#### WORK INSTRUCTIONS:
Word-for-word transcription: reproduce all of the data, but not the pictures.

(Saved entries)
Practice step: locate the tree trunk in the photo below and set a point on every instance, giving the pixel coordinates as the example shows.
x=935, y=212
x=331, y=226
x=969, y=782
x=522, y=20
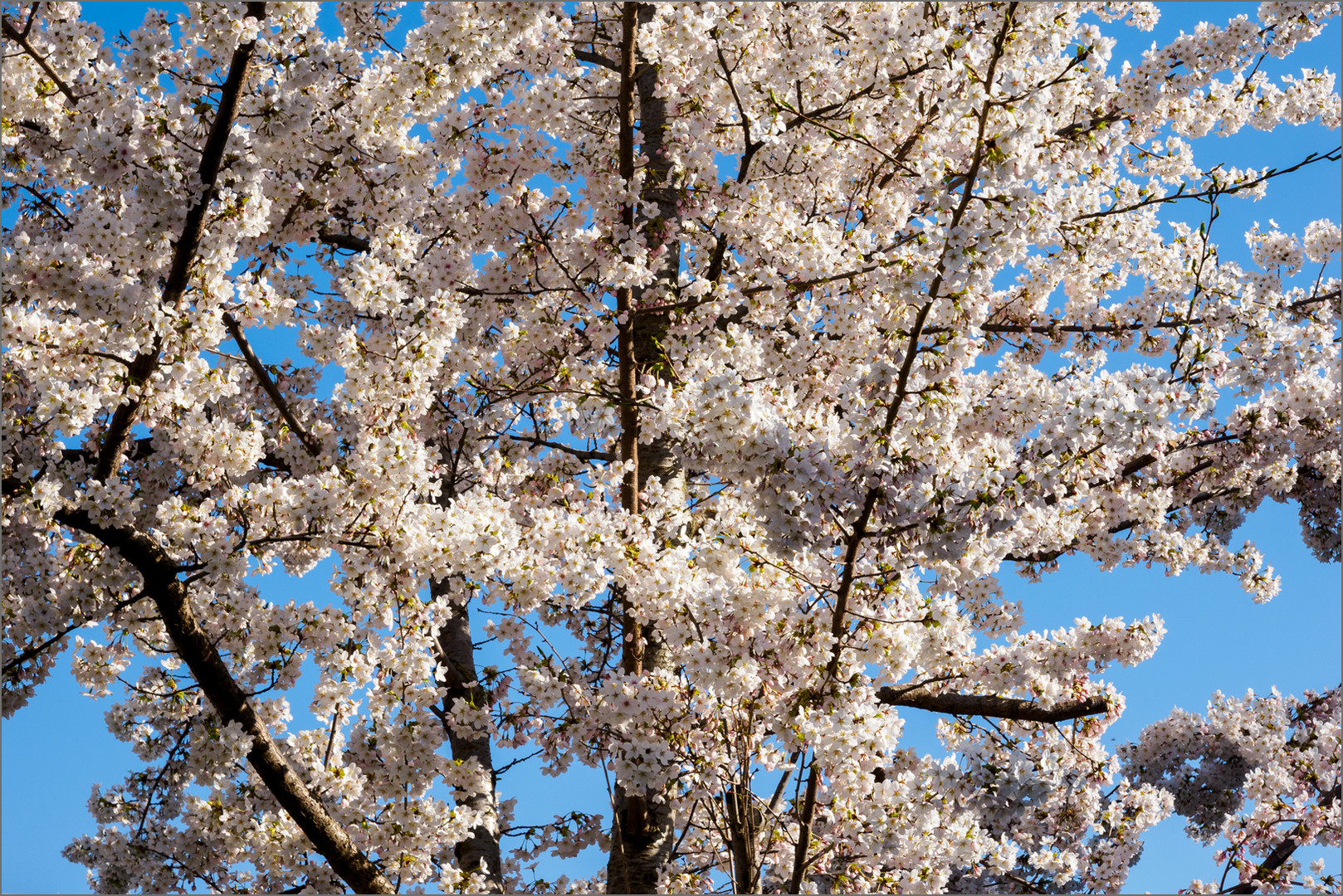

#### EXERCISE OUTPUT:
Practice step: locate the tree trunk in the photo below and set a point on every instance, giving the pixel coordinates as the example shows.
x=935, y=212
x=331, y=226
x=969, y=782
x=522, y=20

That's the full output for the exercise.